- _Task details_: Copy the listing as it is written, and leave each picture out.
*** Records to use Section Begins ***
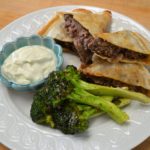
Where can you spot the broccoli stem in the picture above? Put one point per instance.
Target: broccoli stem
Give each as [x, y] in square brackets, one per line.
[110, 91]
[81, 96]
[122, 102]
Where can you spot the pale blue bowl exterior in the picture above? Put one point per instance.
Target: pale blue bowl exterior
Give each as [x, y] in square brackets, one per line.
[8, 48]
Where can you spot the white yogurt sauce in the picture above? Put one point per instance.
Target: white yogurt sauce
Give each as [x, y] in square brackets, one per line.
[29, 64]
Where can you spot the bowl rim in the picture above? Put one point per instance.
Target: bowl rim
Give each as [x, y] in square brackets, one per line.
[59, 62]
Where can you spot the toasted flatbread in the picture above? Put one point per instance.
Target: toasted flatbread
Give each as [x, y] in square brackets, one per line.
[134, 76]
[125, 46]
[94, 22]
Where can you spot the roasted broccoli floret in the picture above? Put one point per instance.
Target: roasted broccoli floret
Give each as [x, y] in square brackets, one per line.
[62, 85]
[69, 119]
[66, 102]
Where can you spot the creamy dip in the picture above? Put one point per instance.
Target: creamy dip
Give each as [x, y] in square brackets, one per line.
[29, 64]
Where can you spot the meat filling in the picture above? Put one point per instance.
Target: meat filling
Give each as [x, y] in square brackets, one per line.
[106, 49]
[114, 83]
[67, 45]
[86, 44]
[81, 38]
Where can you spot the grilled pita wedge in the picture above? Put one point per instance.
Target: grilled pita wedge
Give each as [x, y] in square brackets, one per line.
[94, 22]
[134, 76]
[124, 46]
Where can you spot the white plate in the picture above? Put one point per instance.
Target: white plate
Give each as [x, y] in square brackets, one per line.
[18, 131]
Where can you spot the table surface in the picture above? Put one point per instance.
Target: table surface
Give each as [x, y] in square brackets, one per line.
[138, 10]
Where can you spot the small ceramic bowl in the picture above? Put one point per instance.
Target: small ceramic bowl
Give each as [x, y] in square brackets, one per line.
[10, 47]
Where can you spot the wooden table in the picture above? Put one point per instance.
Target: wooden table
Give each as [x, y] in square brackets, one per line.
[138, 10]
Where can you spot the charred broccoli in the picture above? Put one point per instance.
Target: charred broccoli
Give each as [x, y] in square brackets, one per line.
[62, 85]
[66, 102]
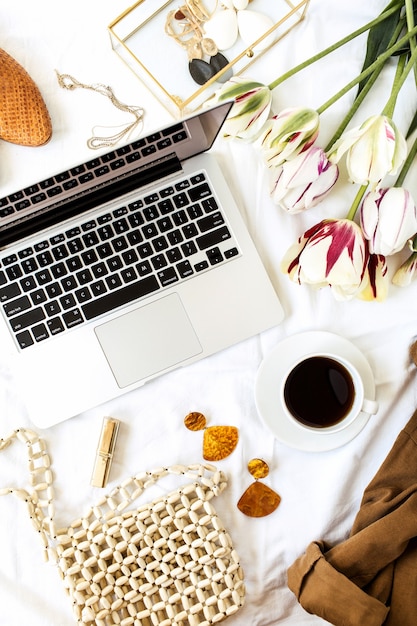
*** Records to use Section Ends ***
- _Exercise answer_:
Where can you spot the broccoli stem in the picture above? Put one point per instance.
Target: broccoli stem
Give each as [x, y] in square brackets, one per line.
[110, 91]
[81, 96]
[122, 102]
Where can you spot the pale blue bowl exterior in the picture above? Put one point per instance.
Target: pale blue bowl exterior
Give each as [x, y] in square brackets, one per line.
[8, 48]
Where can you spot the white yogurt sauce in the picture above? Put one point per instance.
Target: white yogurt sauce
Give each as [x, y] in square brackets, one per line.
[29, 64]
Where can you spot the bowl rim in the picture above? Put one point per instance.
Target: bowl rim
Give each as [x, y] in square brackets, one per line.
[59, 62]
Where can you spot the toasted flatbread in the picture above? Put one point per instance.
Target: toasted flatbread
Give each as [x, y] in square brackets, one per line.
[134, 76]
[125, 46]
[94, 22]
Where can you spot the roasted broccoli floret in the picture above? Put one point per instance.
Target: roasted broccoli floret
Give each as [x, y] in square brackets, one per line.
[62, 85]
[69, 119]
[66, 102]
Where can you spot the creamy dip in the picture above? Put one point per instance.
Target: creamy dip
Give each as [x, y] in square brackets, one per line.
[29, 64]
Where can you spot the meat filling in the picture above? Put one point per instance.
Target: meat filling
Give each as [x, y] in square brackets, one per line.
[106, 49]
[114, 83]
[67, 45]
[86, 44]
[81, 38]
Where can you spot the grilled pita wedge in the picture above? Put one point per instance.
Target: grilled pita wedge
Give each as [x, y] in square brackets, one per line.
[94, 22]
[134, 76]
[124, 46]
Where can you spot the white plate in the picture above? Put one point per instance.
Target: white plate
Give each as [x, y] in square brackets, one per line.
[18, 131]
Where can you spot the table surface in the picture above? Put one point per instance.
Target: table surface
Give each as [x, y] in square brackets, one per line.
[138, 10]
Where can you spot the small ceramic bowl in the picture above? Put one point per instance.
Target: small ceramic bowl
Give each as [x, y] in square brackets, one per line.
[10, 47]
Where can you spot the wooden table in the picture above? Put one point per instance.
Target: wooden table
Give each as [x, y] in square brackets, one per line.
[138, 10]
Where can you spot the charred broccoli in the picture above? Put one point per instance.
Target: charred broccoli
Give each as [x, y] in square brackets, one per line.
[62, 85]
[66, 102]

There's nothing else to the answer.